Study text:
******

Just like a runner builds up to a marathon, you need to condition your body before you start your summer program so that the rigorous schedule isn't a shock to your system. Conditioning doesn't mean that you have to pack in extra dance classes. Instead, cross train by building cardiovascular strength through swimming or biking. Strengthen muscles by lifting weights or taking Pilates or yoga.
Want your port de bras to show off your sculpted biceps? Try yoga poses like Crow pose, pictured at left from the new book Yoga for Teens. Here's how to do it:
Place hands on the floor in front of you, shoulders-distance apart, and bend your knees so that you're in a squat with your feet together and knees apart. Lift your butt, engage your belly and lay your knees on the backs of your upper arms. Start to shift your weight forward until one or both feet are off the floor. Look forward. (Place a blanket in front of your hands in case you fall!)
Matters of Malaise
The mental strain of a hectic summer intensive can be a lot to handle, and ignoring or suppressing your homesickness may exacerbate your dampened spirits. "When you feel down, visualize three happy memories of your family and friends," advises Carapellotti. "Keep a Daily Event Journal to share when you return. Ask someone at home to record daily events for you, too." Participate in any planned activities, even if you don't feel like it—it will help you make friends. You can also forge a mentorship relationship with one of your teachers so that you have a trusted adult to go to for advice.

******

Things to do:
1. Echo, word for word, the portion of the summer intensive tips that begins with the words "Want your port" and concludes with "case you fall!)".
2. From the summer intensive tips, list every activity that the opening paragraph recommends for building cardiovascular strength or strengthening muscles.

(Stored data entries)
******

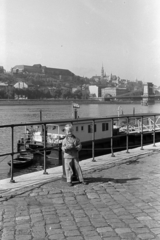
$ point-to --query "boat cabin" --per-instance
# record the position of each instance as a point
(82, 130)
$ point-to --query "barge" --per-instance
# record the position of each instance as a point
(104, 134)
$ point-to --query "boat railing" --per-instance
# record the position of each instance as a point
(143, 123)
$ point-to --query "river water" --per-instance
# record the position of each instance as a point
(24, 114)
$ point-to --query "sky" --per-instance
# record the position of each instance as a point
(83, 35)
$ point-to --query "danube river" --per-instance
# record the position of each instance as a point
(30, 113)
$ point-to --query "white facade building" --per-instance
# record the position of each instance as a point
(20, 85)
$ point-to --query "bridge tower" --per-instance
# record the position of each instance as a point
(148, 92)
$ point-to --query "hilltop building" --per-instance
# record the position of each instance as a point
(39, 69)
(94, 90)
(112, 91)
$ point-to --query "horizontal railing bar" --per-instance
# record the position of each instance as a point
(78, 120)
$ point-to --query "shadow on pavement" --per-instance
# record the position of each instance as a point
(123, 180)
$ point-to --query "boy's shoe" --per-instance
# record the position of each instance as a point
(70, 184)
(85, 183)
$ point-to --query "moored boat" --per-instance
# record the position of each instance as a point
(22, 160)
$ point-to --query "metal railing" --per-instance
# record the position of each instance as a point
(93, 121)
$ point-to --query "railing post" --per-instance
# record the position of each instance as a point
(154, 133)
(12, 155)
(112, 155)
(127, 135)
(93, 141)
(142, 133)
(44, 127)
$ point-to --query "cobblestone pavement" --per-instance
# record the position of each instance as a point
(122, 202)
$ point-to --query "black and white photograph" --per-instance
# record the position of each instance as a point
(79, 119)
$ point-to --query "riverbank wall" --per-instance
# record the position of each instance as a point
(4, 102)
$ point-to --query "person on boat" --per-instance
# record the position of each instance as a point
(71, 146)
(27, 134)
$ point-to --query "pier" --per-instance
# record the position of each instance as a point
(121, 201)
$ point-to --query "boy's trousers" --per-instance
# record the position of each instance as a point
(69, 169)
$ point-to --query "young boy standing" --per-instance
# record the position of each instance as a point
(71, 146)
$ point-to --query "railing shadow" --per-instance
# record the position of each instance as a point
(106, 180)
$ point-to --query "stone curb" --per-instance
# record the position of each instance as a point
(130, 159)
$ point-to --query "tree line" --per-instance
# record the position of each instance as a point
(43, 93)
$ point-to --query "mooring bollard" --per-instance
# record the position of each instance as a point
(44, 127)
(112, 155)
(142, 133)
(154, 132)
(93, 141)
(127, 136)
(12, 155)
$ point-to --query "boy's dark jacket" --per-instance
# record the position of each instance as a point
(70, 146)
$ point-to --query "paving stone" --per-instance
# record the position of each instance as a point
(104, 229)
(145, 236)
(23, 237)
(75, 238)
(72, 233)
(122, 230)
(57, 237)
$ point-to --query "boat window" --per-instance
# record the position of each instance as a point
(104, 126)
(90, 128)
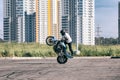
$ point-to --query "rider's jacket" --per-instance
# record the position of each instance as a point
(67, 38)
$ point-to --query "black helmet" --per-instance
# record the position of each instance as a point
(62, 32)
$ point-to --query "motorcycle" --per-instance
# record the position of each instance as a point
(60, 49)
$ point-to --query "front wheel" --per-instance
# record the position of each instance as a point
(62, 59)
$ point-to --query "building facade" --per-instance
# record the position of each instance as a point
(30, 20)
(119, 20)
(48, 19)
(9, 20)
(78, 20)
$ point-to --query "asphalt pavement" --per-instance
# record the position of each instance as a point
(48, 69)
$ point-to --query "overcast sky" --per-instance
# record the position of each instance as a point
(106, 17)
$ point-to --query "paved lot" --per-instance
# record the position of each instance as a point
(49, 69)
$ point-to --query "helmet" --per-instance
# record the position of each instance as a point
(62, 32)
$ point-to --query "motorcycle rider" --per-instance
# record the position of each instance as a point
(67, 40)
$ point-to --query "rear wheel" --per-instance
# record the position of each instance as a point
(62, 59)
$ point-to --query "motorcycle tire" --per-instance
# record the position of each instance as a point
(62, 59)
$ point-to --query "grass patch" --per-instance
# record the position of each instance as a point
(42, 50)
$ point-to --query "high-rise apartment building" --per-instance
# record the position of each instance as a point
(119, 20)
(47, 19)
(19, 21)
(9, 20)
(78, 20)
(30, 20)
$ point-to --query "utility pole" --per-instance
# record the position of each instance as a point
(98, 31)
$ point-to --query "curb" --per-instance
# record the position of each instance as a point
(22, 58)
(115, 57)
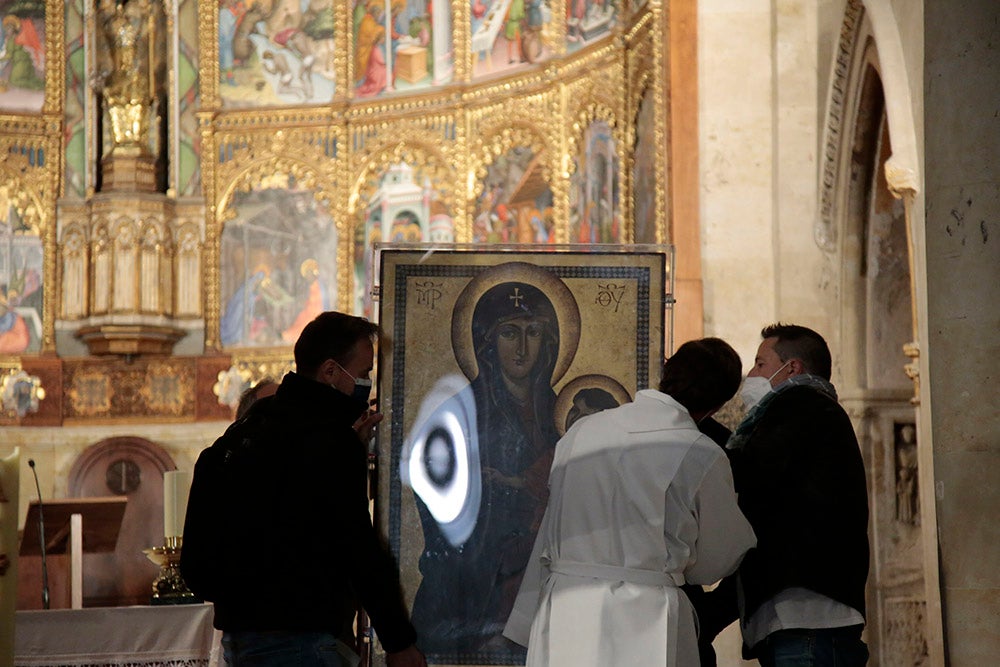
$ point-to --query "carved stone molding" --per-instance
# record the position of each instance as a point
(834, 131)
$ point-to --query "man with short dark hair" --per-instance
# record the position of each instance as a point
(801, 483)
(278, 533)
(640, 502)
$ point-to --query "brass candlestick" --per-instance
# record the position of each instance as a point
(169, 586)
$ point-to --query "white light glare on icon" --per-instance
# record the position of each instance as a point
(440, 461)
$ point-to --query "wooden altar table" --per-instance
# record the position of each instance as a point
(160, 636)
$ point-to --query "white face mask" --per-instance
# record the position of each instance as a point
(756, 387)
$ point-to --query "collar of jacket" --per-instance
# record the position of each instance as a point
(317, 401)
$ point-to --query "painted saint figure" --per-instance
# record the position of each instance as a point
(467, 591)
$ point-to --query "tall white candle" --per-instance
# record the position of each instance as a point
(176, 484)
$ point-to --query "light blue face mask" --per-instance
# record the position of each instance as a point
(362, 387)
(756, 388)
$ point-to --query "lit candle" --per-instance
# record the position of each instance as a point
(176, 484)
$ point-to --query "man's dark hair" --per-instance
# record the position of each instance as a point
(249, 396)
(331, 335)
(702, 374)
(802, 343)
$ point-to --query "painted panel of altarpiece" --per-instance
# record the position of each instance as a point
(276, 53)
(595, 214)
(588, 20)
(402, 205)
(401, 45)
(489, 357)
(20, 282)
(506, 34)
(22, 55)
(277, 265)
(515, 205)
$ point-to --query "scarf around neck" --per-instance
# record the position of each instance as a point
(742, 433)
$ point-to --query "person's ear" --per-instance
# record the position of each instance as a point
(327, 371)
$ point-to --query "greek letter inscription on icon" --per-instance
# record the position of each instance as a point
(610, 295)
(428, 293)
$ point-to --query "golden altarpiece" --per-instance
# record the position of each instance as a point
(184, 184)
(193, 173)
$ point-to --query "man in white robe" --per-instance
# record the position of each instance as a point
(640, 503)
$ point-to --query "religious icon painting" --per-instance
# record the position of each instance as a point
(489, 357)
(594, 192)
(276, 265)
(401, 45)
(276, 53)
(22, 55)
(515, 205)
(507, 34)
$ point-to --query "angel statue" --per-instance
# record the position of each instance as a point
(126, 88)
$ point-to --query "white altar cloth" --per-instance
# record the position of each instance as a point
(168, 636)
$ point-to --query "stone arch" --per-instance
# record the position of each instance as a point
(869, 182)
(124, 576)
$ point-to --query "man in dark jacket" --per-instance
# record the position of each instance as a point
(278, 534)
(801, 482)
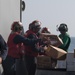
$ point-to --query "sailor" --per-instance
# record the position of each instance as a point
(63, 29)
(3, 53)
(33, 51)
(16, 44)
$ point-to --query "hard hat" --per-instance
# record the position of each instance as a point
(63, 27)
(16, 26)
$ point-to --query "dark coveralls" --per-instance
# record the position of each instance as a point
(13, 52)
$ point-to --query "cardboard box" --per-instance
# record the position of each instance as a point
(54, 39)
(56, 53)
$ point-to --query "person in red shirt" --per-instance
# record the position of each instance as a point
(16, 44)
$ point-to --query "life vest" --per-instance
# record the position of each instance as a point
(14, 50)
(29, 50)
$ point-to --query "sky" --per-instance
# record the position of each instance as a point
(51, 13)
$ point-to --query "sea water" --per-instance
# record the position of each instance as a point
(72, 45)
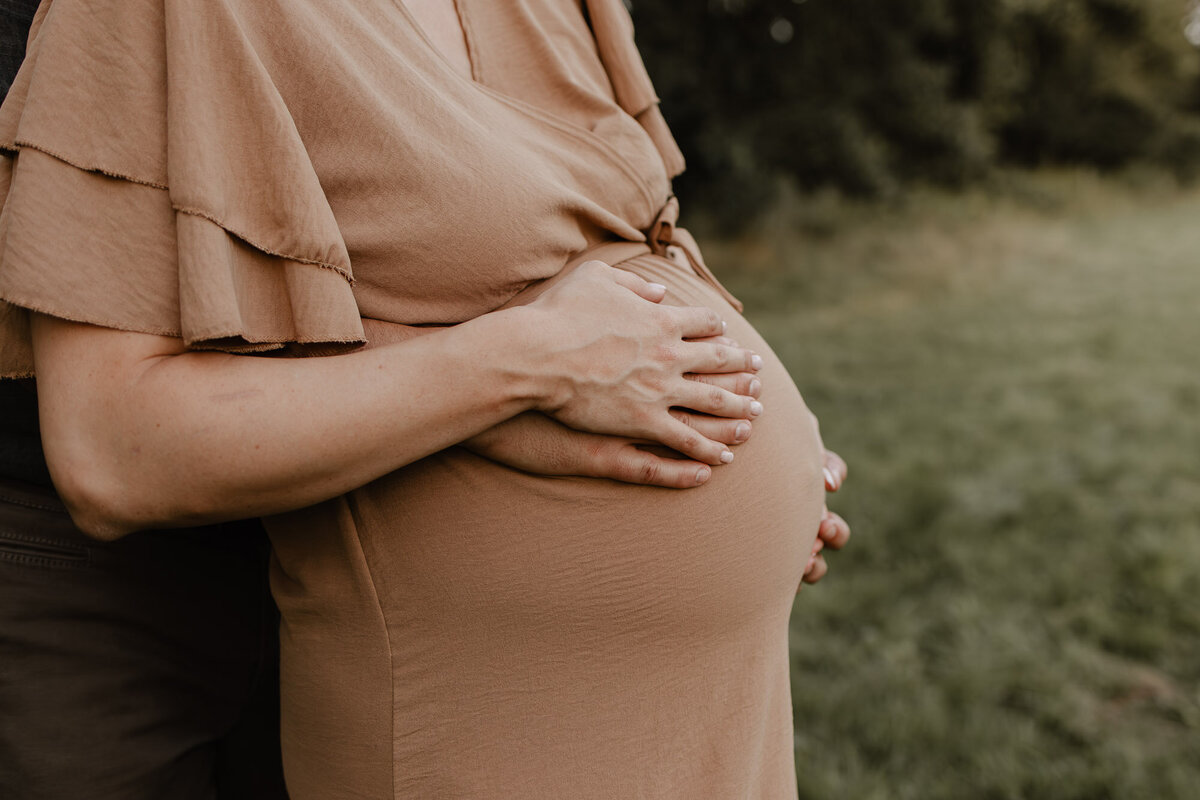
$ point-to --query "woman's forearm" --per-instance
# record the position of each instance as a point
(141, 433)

******

Solutions to each task:
1.
Want your port de bras to show off your sculpted biceps? Try yoga poses like Crow pose, pictured at left from the new book Yoga for Teens. Here's how to do it:
Place hands on the floor in front of you, shoulders-distance apart, and bend your knees so that you're in a squat with your feet together and knees apart. Lift your butt, engage your belly and lay your knees on the backs of your upper arms. Start to shift your weight forward until one or both feet are off the floor. Look forward. (Place a blanket in front of your hands in case you fall!)

2.
- Swimming
- Biking
- Lifting weights
- Pilates
- Yoga